Stored dataset items

##############################

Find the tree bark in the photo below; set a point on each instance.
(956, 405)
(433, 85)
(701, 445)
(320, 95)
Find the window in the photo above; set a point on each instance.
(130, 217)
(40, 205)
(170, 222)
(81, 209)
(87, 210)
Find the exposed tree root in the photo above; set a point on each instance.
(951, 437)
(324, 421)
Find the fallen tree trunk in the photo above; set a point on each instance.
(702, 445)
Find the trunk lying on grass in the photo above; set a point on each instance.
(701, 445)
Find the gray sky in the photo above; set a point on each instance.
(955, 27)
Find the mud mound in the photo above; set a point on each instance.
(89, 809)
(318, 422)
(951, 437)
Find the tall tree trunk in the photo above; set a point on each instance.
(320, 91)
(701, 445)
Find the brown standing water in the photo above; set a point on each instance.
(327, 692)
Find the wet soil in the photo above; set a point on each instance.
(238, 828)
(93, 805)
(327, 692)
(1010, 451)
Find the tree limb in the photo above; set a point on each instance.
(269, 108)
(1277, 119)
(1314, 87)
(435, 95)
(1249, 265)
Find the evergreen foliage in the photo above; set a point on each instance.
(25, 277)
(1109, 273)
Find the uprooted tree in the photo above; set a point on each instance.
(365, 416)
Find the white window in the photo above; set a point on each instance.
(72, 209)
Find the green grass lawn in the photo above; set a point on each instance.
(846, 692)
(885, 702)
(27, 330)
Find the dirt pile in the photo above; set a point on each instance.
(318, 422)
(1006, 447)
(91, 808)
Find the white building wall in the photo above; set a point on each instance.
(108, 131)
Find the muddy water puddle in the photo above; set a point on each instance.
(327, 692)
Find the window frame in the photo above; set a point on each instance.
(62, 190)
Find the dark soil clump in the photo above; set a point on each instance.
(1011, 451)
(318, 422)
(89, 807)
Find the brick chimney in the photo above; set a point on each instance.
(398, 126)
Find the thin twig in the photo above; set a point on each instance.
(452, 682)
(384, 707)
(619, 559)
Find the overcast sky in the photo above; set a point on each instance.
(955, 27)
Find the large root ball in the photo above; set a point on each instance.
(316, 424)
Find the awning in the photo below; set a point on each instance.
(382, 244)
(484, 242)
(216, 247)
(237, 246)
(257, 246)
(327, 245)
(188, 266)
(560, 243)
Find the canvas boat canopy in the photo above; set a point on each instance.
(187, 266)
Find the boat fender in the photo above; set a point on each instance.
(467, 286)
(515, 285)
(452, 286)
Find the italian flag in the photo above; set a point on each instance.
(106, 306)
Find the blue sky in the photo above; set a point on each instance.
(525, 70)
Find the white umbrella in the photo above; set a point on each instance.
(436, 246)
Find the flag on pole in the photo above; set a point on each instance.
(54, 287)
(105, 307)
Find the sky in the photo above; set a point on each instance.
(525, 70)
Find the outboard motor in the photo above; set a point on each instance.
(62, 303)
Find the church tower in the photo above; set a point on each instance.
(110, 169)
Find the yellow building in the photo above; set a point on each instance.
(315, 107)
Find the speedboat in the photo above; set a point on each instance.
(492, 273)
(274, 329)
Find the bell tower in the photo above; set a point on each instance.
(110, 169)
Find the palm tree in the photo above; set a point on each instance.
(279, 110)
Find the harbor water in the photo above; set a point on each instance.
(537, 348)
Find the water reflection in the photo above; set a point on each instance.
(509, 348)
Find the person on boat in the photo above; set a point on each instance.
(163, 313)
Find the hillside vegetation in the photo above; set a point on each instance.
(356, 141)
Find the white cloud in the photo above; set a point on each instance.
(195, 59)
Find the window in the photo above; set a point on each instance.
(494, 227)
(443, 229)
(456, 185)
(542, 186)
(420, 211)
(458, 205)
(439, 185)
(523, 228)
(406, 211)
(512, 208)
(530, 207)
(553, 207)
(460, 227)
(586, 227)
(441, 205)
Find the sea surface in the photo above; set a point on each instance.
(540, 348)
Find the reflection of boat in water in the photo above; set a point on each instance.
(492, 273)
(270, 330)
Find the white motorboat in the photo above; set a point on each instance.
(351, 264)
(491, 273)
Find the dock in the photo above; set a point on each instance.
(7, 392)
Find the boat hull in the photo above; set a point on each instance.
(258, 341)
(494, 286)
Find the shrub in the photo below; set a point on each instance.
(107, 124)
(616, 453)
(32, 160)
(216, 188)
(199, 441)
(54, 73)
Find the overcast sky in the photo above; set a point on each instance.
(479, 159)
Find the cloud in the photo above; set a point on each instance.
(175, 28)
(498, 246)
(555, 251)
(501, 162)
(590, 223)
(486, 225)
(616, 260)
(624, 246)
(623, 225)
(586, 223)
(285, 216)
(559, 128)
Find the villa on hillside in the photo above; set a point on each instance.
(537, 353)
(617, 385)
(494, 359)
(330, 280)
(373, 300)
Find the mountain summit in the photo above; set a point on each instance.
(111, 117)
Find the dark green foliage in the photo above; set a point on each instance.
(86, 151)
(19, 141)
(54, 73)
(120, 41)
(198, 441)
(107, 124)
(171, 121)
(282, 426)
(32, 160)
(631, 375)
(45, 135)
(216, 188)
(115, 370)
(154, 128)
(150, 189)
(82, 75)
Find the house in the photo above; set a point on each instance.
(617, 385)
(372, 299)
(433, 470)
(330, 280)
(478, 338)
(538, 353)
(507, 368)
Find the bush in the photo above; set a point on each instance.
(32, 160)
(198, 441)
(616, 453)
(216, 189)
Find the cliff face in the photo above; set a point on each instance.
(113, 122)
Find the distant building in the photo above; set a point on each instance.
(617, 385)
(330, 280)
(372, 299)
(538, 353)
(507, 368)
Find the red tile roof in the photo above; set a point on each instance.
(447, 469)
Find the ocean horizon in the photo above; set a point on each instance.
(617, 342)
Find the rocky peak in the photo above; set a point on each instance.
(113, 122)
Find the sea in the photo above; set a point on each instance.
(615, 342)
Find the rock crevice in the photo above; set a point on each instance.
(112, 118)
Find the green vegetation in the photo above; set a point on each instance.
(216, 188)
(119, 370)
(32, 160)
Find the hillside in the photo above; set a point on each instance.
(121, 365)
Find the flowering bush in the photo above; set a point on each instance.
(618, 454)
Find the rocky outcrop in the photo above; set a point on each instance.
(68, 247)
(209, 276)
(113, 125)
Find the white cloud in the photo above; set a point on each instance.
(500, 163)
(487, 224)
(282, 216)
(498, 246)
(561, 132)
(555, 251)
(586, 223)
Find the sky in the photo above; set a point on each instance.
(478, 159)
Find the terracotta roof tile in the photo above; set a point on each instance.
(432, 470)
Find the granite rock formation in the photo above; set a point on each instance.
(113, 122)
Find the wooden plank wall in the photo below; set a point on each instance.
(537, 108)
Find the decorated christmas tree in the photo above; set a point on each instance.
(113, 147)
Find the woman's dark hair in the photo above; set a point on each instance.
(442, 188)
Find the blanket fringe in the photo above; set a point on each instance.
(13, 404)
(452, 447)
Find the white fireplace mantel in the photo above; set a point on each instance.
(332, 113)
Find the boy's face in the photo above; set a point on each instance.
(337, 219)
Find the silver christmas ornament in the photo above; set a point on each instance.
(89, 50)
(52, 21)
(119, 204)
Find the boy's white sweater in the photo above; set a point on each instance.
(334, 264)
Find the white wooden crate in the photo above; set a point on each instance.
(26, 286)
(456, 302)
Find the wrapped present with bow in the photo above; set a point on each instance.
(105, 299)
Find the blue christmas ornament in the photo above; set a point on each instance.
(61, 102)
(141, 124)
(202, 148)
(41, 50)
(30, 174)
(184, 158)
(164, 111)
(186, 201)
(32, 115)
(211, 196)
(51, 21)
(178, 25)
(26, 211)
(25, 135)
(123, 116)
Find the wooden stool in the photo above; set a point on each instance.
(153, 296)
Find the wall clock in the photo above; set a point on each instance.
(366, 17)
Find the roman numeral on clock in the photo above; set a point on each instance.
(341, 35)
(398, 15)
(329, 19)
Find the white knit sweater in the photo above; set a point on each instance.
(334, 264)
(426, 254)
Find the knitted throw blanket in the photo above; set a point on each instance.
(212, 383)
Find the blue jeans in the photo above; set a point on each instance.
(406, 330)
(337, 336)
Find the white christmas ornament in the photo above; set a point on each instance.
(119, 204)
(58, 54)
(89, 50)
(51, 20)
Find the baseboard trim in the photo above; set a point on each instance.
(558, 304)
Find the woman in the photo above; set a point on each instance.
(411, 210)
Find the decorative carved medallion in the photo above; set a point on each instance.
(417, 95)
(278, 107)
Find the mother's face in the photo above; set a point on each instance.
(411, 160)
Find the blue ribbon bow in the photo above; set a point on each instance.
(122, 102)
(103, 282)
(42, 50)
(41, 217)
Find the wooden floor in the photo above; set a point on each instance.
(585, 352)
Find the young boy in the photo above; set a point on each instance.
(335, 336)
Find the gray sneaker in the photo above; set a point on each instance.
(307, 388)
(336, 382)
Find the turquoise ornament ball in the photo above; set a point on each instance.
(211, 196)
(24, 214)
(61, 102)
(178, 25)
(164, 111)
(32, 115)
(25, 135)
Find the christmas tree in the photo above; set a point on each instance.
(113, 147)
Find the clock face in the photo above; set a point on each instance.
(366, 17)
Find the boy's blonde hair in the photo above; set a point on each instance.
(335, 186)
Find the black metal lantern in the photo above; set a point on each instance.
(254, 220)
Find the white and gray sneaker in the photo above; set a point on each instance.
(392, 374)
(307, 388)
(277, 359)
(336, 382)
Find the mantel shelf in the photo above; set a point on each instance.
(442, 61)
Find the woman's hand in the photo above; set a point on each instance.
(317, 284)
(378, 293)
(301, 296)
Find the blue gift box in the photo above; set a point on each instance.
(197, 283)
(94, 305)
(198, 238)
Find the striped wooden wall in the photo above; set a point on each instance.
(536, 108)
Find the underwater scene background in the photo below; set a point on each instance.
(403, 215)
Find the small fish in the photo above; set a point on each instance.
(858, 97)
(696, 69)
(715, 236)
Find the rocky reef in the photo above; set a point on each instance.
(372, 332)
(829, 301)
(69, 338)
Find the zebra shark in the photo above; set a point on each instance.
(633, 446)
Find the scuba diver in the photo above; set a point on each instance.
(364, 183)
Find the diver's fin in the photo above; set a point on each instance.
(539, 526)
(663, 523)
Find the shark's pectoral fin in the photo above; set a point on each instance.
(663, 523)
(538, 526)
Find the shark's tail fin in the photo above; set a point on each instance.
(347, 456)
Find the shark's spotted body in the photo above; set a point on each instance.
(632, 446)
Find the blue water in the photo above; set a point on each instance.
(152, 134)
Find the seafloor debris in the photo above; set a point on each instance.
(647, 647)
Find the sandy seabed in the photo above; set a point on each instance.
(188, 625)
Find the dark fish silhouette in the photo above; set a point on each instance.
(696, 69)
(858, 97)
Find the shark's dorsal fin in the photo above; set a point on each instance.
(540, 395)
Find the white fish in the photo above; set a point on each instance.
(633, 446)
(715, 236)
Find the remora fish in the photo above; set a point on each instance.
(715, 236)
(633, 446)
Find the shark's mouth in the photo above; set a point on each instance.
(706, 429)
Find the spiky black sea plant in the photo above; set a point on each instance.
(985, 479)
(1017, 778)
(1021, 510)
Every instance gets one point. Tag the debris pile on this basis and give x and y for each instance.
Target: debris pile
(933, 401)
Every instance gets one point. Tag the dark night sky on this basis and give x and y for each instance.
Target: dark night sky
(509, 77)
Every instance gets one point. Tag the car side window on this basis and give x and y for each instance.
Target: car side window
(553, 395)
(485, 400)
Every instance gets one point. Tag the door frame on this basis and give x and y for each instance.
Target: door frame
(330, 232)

##############################

[Your goal]
Each line from the one containing "Find the shark's tail" through the final line of the records must be repeated exactly, with no line added or dropped.

[Worked solution]
Find the shark's tail fin in the photo above; set a point on each instance.
(347, 456)
Find the shark's spotted body in the photo above; set a point on each instance.
(632, 446)
Find the blue water in the photo above; set a point on each instance.
(152, 134)
Find the seafloor debris in the photo above; set a point on each instance.
(647, 647)
Find the sandy seabed in the photo above; set a point on each instance.
(188, 625)
Find the dark fish silhouette in the photo above; set a point on each instance.
(696, 69)
(858, 97)
Find the shark's dorsal fin in the photo above; set a point on each instance.
(540, 395)
Find the white fish in the photo above; set a point on each instance.
(633, 446)
(715, 236)
Find the remora fish in the photo above; set a point on each instance.
(715, 236)
(633, 446)
Find the shark's mouth in the photo above; set a point on each instance.
(706, 429)
Find the spiky black sea plant in the photo above; set a point on each instance.
(985, 479)
(1017, 778)
(1021, 510)
Every instance gets one point. Tag the debris pile on this basis and give x and y for each instance.
Target: debris pile
(933, 401)
Every instance gets one point. Tag the dark night sky on this basis and give x and y for each instance.
Target: dark night sky
(509, 77)
Every instance gets one point. Tag the car side window on this basis and give x and y for each instance.
Target: car side window
(553, 395)
(485, 400)
Every instance gets one point. Tag the door frame on this basis and give x and y for each instance.
Target: door frame
(330, 232)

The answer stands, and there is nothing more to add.